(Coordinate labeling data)
* begin *
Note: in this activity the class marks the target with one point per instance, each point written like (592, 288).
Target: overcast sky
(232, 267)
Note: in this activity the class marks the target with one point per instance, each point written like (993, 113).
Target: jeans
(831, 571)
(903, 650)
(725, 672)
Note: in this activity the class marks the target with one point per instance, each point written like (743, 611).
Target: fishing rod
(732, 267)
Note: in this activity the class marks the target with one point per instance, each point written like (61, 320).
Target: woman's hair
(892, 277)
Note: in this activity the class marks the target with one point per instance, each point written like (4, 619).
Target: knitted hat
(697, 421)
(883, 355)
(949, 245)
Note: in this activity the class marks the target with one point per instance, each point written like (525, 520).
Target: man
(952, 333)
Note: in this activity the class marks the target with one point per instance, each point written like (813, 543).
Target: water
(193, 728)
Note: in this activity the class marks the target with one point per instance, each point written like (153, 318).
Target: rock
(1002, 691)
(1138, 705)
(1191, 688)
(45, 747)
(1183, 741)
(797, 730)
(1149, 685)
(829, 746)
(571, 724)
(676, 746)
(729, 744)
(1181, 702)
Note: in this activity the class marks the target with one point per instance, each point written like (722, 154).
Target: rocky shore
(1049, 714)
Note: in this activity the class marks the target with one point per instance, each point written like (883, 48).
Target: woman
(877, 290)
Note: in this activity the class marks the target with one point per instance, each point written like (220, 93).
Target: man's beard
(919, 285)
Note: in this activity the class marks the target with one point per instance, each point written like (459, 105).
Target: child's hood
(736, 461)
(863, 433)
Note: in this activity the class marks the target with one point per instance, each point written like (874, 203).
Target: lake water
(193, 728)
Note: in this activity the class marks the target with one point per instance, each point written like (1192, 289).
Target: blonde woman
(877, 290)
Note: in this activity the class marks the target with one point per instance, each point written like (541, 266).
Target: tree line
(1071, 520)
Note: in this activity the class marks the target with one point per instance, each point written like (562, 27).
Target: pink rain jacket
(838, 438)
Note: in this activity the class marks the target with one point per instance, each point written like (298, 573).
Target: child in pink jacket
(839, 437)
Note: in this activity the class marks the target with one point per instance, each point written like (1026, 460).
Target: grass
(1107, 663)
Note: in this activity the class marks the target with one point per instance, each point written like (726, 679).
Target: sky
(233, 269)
* end *
GIVEN INSTRUCTION: Replace "the class" with "the group" everywhere in the listing above, keeping every other line and word the same.

FINAL RESULT:
Note: in this activity the group marks the target with one point per instance, each point written like (592, 288).
Target: overcast sky
(232, 267)
Note: in this activity the group marks the target with one point per instance, each point written like (993, 113).
Target: jeans
(831, 571)
(903, 650)
(725, 672)
Note: in this activity the group marks the target with one point per instance, each point written like (743, 611).
Target: fishing rod
(732, 267)
Note: in this activity the group marks the target with one point per instance, each point written like (61, 320).
Target: woman's hair
(892, 277)
Note: in this activity the group marks the target with one point per instance, each point written like (4, 619).
Target: knitted hat
(697, 421)
(883, 355)
(949, 245)
Note: in this activity the group marks the target with one point per instance, each point written like (525, 520).
Target: man
(952, 333)
Note: in this activity the group marks the target with one point per instance, each point written like (813, 543).
Target: water
(193, 728)
Note: in this activity the group marks the target with one point per instance, each point written like (153, 318).
Target: rock
(1002, 691)
(1138, 705)
(1191, 688)
(45, 747)
(1183, 741)
(797, 730)
(1149, 685)
(829, 746)
(571, 724)
(676, 746)
(729, 744)
(1181, 702)
Note: in this activity the group marks the target with one point per instance, each point written like (722, 154).
Target: rocky shore
(1049, 714)
Note: in this activity the group marks the target with one point per instance, each point written like (883, 48).
Target: woman
(877, 290)
Note: in this activity the group marks the target with one point per instance, each point written like (220, 93).
Target: man's beard
(919, 285)
Note: in this activity the group marks the target with one point per instance, each point written like (459, 105).
Target: child's hood
(736, 461)
(863, 433)
Note: in this activity the group marks the target with one point per instance, each point written like (874, 203).
Target: lake water
(193, 728)
Note: in this activity the group marks the target with one point per instance, each point written like (1192, 289).
Target: blonde woman
(877, 290)
Note: in this activity the group marks the target with one point per instance, each point written like (541, 266).
Target: tree line
(1071, 520)
Note: in this activity the group marks the target with one point per instance, each point written like (562, 27).
Target: pink rain jacket
(838, 438)
Note: in this activity the group marks the target with one point per instance, each point written like (298, 573).
Target: child in pink jacket
(839, 437)
Note: in this activity the group marks the target with one point per instance, each point written like (1026, 460).
Target: grass
(1107, 663)
Note: in this activity the group marks the target with one point per instance, each point written like (726, 679).
Target: sky
(233, 269)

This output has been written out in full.